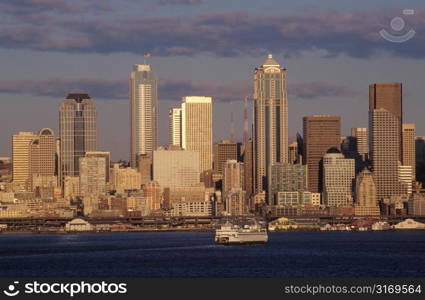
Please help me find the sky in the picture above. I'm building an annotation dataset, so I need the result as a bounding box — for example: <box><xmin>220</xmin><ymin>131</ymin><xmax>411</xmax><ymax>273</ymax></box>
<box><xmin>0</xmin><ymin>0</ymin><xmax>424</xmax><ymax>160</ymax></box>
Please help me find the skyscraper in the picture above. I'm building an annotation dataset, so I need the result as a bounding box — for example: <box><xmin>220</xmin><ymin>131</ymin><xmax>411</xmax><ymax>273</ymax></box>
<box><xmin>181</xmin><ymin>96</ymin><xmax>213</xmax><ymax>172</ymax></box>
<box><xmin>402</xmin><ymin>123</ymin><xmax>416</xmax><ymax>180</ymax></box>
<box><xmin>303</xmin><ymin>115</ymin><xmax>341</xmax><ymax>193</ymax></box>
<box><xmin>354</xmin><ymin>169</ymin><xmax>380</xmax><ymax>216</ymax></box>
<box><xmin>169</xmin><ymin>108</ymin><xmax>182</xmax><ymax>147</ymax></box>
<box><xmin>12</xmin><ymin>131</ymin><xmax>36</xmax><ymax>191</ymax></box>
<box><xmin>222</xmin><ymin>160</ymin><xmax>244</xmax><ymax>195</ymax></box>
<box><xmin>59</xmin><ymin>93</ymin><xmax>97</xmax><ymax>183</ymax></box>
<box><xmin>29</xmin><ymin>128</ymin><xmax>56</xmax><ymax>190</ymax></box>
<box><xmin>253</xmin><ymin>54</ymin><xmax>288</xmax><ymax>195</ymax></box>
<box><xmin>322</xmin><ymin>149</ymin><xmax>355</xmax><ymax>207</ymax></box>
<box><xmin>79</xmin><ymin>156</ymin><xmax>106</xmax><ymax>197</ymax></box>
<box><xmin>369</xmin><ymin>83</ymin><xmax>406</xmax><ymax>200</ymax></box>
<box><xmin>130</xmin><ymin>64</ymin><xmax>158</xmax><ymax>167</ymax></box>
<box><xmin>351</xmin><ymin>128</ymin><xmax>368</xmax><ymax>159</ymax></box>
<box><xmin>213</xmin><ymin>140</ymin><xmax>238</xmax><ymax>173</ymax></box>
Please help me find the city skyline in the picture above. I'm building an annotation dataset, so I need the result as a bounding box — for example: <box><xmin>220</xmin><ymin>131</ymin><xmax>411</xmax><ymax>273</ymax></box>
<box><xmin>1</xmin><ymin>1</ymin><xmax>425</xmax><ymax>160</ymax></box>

__WHAT THE EXERCISE ASKS__. Return the listing unchanged, but drop every picture.

__SOLUTION TO THIS PROBLEM__.
Please help me find the sky in the picture above. I'm building an annotation dataset, so I need the result as a bounding box — for example: <box><xmin>220</xmin><ymin>131</ymin><xmax>411</xmax><ymax>273</ymax></box>
<box><xmin>0</xmin><ymin>0</ymin><xmax>424</xmax><ymax>160</ymax></box>
Please help me find the skyscraper in the picture above. I'm building an annotation dataset, so I need the result as a bounding box — for example: <box><xmin>220</xmin><ymin>131</ymin><xmax>411</xmax><ymax>273</ymax></box>
<box><xmin>181</xmin><ymin>96</ymin><xmax>213</xmax><ymax>172</ymax></box>
<box><xmin>402</xmin><ymin>123</ymin><xmax>416</xmax><ymax>180</ymax></box>
<box><xmin>303</xmin><ymin>115</ymin><xmax>341</xmax><ymax>193</ymax></box>
<box><xmin>354</xmin><ymin>169</ymin><xmax>380</xmax><ymax>216</ymax></box>
<box><xmin>169</xmin><ymin>108</ymin><xmax>182</xmax><ymax>147</ymax></box>
<box><xmin>12</xmin><ymin>131</ymin><xmax>36</xmax><ymax>191</ymax></box>
<box><xmin>222</xmin><ymin>160</ymin><xmax>244</xmax><ymax>195</ymax></box>
<box><xmin>59</xmin><ymin>93</ymin><xmax>97</xmax><ymax>183</ymax></box>
<box><xmin>29</xmin><ymin>128</ymin><xmax>56</xmax><ymax>190</ymax></box>
<box><xmin>253</xmin><ymin>54</ymin><xmax>288</xmax><ymax>195</ymax></box>
<box><xmin>322</xmin><ymin>149</ymin><xmax>355</xmax><ymax>207</ymax></box>
<box><xmin>79</xmin><ymin>156</ymin><xmax>106</xmax><ymax>197</ymax></box>
<box><xmin>369</xmin><ymin>83</ymin><xmax>406</xmax><ymax>200</ymax></box>
<box><xmin>130</xmin><ymin>64</ymin><xmax>158</xmax><ymax>167</ymax></box>
<box><xmin>351</xmin><ymin>128</ymin><xmax>368</xmax><ymax>159</ymax></box>
<box><xmin>213</xmin><ymin>140</ymin><xmax>238</xmax><ymax>173</ymax></box>
Please help me find the city skyline in the picture above. I'm building an annotation dataset, so I need the result as a bounding box — for example: <box><xmin>220</xmin><ymin>131</ymin><xmax>411</xmax><ymax>273</ymax></box>
<box><xmin>1</xmin><ymin>1</ymin><xmax>425</xmax><ymax>160</ymax></box>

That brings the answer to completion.